Answer these questions from the fake rice article below:
(a) What share of the world's dietary energy supply does rice provide?
(b) Which plasticizer did GC-MS detect in the suspicious rice sample?
(c) Which aroma compound gives basmati rice its special taste and aroma?

EXTRACT PROVIDED START

Fake Rice? Chromatography Searches for a Grain of Truth
Aug 10 2015
Food adulteration and labelling issues is a problem for consumers all over the world — but surely rice is safe from disreputable practices. Unfortunately not.
Read on as we first visit Davao in the Philippines and find out about fake rice and chromatography’s role in finding out the truth — and then look a little closer to home at rice fraud in the UK.
What is rice and why fake it?
The grains of rice that we eat are the seeds from grass species’ and are thought to have been cultivated in China around 10,000 years ago, before spreading around the world. China and India are biggest rice producers and consumers of rice — and rice provides over 20% of the world’s dietary energy supply, which is more than either wheat or maize.
With the volumes being consumed, there are significant sums of money changing hands — so someone, somewhere will want to increase their profits by any means necessary.
Davao tests reveal plasticizer
A report in the Sun-Star, a Filipino newspaper, states that a consumer submitted a sample of suspicious rice to the National Food Agency (NFA) in Taguig City, and that they performed tests on the rice including gas chromatography in tandem with mass spectrometry (GC-MS), tests for heavy metals and starch, and several visual checks. The tests revealed that the rice was made from potato, sweet potato and a toxic plasticizer.
GC-MS revealed the presence of Dibutyl Phthalate, an organic plasticizer and solvent used in the plastic and cosmetics industries. Its use in the European Union is banned in cosmetics and its use in plastic toys is regulated by certain EU directives. The testing of toys for phthalates using chromatography is discussed in this article, Optimising Analysis of Phthalates in Plastic Toys Using the Agilent 1290 Infinity Method Development Solution from Chromatography Today.
Closer to home
Unfortunately you don’t have to travel very far to find samples of adulterated rice. Basmati rice is considered to be one of the premium varieties of rice — grown in India and Pakistan. It is a long-grained rice and contains an aroma compound — 2-acetyl-1-pyrroline —at elevated levels compared to other rice varieties. It is this compound that gives basmati rice its special taste and aroma — allowing it to sell for a premium price.
It is difficult to visually distinguish different types of rice from each other — and this led to some traders adulterating basmati rice with other varieties. The Food Standards Agency in the UK conducted tests which found some basmati rice had been adulterated with cross-bred basmati varieties and other types of long-grain rice — one sample had no basmati rice in it. This led to a code of practice for the rice industry to ensure consumers get genuine basmati. Curry anyone?

EXTRACT PROVIDED END
RECORDED DATA START

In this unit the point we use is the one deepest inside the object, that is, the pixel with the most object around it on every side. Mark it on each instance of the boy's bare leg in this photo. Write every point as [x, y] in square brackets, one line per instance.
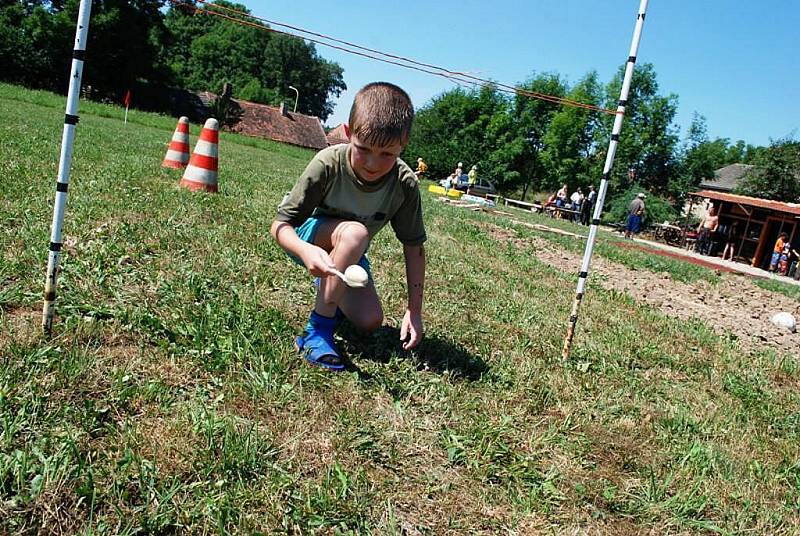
[346, 241]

RECORDED DATA END

▸ RESPONSE FOR THIS EXERCISE
(a) Over 20%
(b) Dibutyl Phthalate
(c) 2-acetyl-1-pyrroline